» Brief A
Which birds does the thread about birds and thunderstorms call by name, leaving out any name that is also a poster's username?
» Brief B
Could you carry on the forum thread about birds and thunderstorms past its last header by writing the post that comes next?

# Birds and Thunderstorms



## mouseb (Aug 2, 2012)

Squirt seems to be chilling on top of his cage while the thunderstorm is going on grinding his beak and not really caring, how do your birds usually react?


----------



## xoxsarahxox (Dec 13, 2010)

Mine are never bothered by storms either we had one last night and I didnt hear a peep from mine all night ( I have a night light which helps prevent night frights though).


----------



## mouseb (Aug 2, 2012)

I was expecting him to freak out usually freaked out by small stuff.


----------



## Loopy Lou (Jul 26, 2012)

My budgies never seemed to be bothered by thunderstorms, but we haven't had one since i got Smokey the cockatiel. I could imagine him getting quite angry in a thunderstorm!


----------



## Philiko (May 16, 2012)

I ddon't know about thunderstorms, but Philiko is freaked out by the cainsaw O.O


----------



## mouseb (Aug 2, 2012)

I was thinking he was all cool because the thunderstorm didn't bother him and I heard my mom vacuuming. so I'am like Squirt will be cool and this punk starts climbing all around the cage


----------



## Ghosth (Jun 25, 2012)

Thunderstorms are pretty much all noise, doesn't really effect much. But a vacuum cleaner, that makes stuff disappear! Why a bird could get sucked right up that thing!
Fear, Fire, Foe, Flood, sound the alarm! Run for your LIVES!

Now I have a cat that gets seriously bent out of shape and will hide in a storm. Birds just take it all in stride, or seem to.


----------



## sunnysmom (Sep 23, 2011)

I thought my tiel was unaffected by storms, but I had him out yesterday evening when there was a really loud crack of thunder that sounded like it was right over our house. Even shook the windows a little. Sunny took off like a lightening bolt and it took a little while to calm him down. I'm not sure if his reaction would have been better or worse had it happened when he was in his cage.


----------



## Dizzy (Oct 5, 2011)

The first thunderstorm we had when I got my tiel he kept freaking out all night . Now he just enjoys the view


----------



## SyddyBird (May 17, 2012)

I am amazed that Sydney doesnt even flinch at the roaring storms we have been having. He even seems to like to sit by the windown.


----------



## Rizq (Jun 9, 2012)

None of mine freak out, but Pollo screams after each loud crack of thunder, just one scream. She does the same thing if we are watching a movie or something with big bangs or bombs going off or something. I am not sure if the booms annoy or amuse her.


----------



## JaimeS (Nov 28, 2011)

None of mine seem bothered at all which is great since we've been having a lot of storms lately.


----------



## mouseb (Aug 2, 2012)

I would expect birds to be kind of calm since in the wild they are out there anyway even if they were domestically bred.


----------



## Fweet (Apr 9, 2012)

Not a sausage here. It's been thundering & lightninging like mad here but while the dog hides under the sofa crying Otway takes not so much as a jot of notice. In fact, if it were possible I'd say Otway spitting cracker crumbs at the dog's trembling bum is him saying not to be such a wuss. He'll freak out at the phone ringing or a sparrow at the window but not at even house-shaking ear-rattling thunder.
As for vacuums, Elwood used to ride round on ours arguing with the hose.


----------



## mouseb (Aug 2, 2012)

» Dataset content

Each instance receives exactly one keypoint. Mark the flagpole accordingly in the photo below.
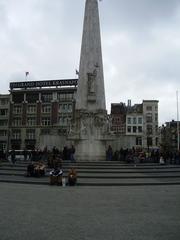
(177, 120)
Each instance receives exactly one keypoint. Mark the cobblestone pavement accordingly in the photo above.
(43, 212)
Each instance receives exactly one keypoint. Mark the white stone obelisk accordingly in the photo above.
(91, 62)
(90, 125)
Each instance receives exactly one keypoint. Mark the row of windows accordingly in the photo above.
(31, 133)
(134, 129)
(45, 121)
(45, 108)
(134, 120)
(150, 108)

---

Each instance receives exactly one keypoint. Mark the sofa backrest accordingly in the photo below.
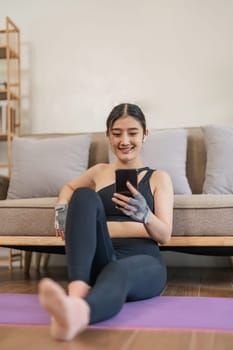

» Expected answer A
Squirt, Smokey, Sunny, Sydney, Pollo, Otway, Elwood

» Expected answer B
Fweet said:


> Not a sausage here. It's been thundering & lightninging like mad here but while the dog hides under the sofa crying Otway takes not so much as a jot of notice. In fact, if it were possible I'd say Otway spitting cracker crumbs at the dog's trembling bum is him saying not to be such a wuss. He'll freak out at the phone ringing or a sparrow at the window but not at even house-shaking ear-rattling thunder.
> As for vacuums, Elwood used to ride round on ours arguing with the hose.


Lol riding around on the vacuum seems hilarious but don't think Squirt is going to do that.


----------



## hysteriauk (Jun 24, 2012)

we had some thunder a few weeks back Zippy was not impressed he got quite upset about it tbh


----------



## Patp (Jul 24, 2012)

My upstairs neighbors have 2 small kids and the dad I'm assuming messes around with making music cause if you're not hearing music blairing at 10 am then all u hear is banging around from the kids so at this point I think Achilles is use to loud noises, I've never seen him freak out over any loud noise unless it's right by him and it happens real quick then he gets a little startled...we've had a bunch of storms here lately and he hasn't panicked once, the power even went out one night while I was at work and he was alone in the silent dark for a few hours and I came home and he was just his normal happy self lol


----------



## lperry82 (Aug 2, 2010)

Fweet said:


> Not a sausage here. It's been thundering & lightninging like mad here but while the dog hides under the sofa crying Otway takes not so much as a jot of notice. In fact, if it were possible I'd say Otway spitting cracker crumbs at the dog's trembling bum is him saying not to be such a wuss. He'll freak out at the phone ringing or a sparrow at the window but not at even house-shaking ear-rattling thunder.
> As for vacuums, Elwood used to ride round on ours arguing with the hose.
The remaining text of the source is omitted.